> _WHAT YOU WILL DO_: Tally the lines in the data below that contain the string "plastic". Give only the number.

(A block of data)
◆ ◆ ◆ ◆

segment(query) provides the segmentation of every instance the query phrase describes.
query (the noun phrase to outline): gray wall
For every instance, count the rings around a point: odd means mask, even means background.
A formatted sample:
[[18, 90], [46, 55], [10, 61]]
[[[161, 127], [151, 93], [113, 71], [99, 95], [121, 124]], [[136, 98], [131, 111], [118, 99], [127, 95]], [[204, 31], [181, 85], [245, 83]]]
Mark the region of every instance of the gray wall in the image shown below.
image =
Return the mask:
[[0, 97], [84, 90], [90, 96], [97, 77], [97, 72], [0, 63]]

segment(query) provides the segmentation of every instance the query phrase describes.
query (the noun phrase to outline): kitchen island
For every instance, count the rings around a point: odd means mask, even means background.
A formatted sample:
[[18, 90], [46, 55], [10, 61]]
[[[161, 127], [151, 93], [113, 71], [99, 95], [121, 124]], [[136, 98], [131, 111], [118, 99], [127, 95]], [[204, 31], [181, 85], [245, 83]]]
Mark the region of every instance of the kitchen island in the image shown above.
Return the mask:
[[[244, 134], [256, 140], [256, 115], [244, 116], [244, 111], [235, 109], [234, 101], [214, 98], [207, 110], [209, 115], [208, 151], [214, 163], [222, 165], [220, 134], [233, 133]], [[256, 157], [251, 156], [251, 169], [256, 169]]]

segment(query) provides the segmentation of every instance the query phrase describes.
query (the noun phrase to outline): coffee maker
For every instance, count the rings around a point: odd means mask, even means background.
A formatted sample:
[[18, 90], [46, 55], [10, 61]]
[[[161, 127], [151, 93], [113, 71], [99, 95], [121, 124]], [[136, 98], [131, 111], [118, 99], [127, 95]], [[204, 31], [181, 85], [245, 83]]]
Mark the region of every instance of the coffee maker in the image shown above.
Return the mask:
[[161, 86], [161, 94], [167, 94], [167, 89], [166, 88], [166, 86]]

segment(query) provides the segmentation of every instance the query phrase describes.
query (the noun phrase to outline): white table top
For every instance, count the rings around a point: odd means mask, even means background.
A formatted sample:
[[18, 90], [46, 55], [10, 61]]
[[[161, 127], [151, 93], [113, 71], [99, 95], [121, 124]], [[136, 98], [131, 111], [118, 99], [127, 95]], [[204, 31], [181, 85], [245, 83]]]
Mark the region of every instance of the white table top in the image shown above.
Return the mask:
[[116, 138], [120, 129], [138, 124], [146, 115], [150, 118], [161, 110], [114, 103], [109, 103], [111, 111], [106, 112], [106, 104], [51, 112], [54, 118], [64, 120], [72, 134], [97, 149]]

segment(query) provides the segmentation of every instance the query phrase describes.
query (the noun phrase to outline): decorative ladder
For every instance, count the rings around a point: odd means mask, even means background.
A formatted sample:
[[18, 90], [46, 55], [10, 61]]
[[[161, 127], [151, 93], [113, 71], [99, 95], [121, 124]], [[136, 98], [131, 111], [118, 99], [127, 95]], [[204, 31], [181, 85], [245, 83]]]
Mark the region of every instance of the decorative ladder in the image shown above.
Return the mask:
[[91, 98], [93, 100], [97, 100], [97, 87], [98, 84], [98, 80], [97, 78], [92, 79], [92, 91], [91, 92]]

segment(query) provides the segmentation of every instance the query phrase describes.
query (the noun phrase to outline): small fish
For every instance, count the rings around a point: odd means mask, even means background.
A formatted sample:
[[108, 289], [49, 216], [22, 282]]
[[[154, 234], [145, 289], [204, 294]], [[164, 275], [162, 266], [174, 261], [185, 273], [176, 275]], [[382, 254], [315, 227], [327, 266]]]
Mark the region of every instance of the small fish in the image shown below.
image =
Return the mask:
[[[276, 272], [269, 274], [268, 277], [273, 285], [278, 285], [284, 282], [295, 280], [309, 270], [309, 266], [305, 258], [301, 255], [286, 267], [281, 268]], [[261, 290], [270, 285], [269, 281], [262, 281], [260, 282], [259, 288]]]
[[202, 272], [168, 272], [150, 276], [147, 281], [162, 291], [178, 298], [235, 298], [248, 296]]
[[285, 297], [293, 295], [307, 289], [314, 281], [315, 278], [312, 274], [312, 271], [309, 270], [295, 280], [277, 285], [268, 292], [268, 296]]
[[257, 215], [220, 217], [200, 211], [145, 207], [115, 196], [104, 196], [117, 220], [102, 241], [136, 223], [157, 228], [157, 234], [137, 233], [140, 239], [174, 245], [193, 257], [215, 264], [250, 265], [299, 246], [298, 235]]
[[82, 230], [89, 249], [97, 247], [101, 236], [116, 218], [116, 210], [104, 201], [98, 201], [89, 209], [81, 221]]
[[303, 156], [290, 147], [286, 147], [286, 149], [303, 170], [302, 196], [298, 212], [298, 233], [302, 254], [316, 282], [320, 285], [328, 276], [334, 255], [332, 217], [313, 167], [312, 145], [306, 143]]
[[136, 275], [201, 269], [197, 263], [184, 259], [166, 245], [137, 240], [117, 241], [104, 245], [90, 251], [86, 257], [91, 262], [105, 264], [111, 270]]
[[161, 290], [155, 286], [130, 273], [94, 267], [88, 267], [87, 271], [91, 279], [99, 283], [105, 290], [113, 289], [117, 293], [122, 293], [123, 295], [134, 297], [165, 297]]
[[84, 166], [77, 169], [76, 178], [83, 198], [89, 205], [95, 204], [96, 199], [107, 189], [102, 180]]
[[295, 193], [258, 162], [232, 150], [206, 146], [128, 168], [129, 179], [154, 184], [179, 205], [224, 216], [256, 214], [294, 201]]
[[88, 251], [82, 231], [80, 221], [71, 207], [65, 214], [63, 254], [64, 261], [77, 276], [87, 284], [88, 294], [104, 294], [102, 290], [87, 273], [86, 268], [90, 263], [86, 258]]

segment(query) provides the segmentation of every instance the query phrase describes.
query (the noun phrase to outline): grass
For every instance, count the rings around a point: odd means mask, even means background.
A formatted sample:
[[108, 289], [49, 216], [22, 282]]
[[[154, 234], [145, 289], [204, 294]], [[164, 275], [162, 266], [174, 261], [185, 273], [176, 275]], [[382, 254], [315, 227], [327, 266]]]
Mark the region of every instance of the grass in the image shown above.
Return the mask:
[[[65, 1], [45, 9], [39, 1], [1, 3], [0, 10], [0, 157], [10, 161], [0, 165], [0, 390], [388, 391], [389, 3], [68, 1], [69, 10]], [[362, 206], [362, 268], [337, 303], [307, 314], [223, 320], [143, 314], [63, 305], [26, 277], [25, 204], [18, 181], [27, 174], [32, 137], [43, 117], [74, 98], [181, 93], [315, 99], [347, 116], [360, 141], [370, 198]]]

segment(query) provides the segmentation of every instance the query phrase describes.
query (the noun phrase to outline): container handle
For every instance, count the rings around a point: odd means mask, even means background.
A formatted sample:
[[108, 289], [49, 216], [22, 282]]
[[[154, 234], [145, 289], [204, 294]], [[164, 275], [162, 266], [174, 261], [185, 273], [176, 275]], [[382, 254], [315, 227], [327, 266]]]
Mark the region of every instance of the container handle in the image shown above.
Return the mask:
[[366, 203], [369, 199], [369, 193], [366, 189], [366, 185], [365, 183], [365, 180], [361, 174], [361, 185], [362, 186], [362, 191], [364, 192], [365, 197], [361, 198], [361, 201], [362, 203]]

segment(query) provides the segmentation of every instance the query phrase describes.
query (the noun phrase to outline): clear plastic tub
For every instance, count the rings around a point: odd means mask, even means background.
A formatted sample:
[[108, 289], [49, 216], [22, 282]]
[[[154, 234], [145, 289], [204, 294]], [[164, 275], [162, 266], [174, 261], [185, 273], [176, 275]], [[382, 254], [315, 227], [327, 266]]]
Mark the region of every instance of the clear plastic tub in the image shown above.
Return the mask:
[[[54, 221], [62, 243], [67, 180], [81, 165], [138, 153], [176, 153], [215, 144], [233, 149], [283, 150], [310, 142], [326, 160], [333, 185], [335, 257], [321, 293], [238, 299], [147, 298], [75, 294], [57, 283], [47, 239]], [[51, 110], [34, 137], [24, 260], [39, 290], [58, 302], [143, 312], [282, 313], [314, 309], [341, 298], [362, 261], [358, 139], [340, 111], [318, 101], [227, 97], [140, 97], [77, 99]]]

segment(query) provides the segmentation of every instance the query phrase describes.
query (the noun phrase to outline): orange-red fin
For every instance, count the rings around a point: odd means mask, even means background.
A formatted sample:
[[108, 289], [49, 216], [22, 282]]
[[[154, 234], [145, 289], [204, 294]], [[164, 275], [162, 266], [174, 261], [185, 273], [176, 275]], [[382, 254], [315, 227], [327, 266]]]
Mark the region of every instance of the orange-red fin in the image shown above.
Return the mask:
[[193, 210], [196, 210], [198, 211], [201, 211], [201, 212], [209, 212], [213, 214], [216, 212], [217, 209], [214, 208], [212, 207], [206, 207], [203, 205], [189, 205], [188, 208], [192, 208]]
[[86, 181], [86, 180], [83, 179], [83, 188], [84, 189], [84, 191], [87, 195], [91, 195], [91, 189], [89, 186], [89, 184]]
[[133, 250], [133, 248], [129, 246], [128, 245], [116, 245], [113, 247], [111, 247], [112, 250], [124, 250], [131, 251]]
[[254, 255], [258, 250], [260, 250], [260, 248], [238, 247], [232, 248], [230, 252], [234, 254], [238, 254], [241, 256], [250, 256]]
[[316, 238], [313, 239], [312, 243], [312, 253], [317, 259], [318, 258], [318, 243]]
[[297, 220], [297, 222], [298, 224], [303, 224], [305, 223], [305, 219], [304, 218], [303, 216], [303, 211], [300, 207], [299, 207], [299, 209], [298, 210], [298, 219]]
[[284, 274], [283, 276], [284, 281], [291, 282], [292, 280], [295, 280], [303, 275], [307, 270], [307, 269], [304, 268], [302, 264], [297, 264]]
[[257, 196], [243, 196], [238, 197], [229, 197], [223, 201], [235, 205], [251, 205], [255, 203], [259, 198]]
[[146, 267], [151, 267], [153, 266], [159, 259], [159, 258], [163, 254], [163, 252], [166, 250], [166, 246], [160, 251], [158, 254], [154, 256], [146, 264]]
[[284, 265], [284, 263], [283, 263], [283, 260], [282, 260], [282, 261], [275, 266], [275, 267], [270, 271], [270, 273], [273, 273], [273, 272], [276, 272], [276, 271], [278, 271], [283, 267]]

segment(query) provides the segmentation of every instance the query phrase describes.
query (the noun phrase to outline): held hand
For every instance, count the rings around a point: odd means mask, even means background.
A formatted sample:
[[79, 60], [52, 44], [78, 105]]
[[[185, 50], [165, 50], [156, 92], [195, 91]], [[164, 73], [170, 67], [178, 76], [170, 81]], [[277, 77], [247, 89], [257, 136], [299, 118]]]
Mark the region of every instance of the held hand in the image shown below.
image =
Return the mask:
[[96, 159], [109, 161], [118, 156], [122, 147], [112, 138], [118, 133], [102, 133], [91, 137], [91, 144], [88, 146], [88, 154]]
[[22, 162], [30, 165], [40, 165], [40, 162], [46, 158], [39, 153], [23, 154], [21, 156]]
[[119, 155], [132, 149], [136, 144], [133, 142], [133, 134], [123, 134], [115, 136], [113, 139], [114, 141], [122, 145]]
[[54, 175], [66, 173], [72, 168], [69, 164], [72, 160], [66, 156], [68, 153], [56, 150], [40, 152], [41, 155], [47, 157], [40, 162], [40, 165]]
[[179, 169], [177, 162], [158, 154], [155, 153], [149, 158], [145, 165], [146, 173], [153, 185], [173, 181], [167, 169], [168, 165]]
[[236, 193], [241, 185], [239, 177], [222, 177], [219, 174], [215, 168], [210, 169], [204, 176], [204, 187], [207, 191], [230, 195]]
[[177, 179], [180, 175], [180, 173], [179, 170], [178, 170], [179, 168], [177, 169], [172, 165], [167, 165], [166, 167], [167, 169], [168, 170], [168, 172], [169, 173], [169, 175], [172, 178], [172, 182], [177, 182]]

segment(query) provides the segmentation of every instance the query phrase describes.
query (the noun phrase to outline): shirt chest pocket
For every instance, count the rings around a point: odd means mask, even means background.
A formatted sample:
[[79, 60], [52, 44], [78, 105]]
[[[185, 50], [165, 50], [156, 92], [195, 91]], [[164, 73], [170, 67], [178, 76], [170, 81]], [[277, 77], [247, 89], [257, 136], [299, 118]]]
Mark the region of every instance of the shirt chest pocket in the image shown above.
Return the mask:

◆ ◆ ◆ ◆

> _RESPONSE TO THIS EXERCISE_: 2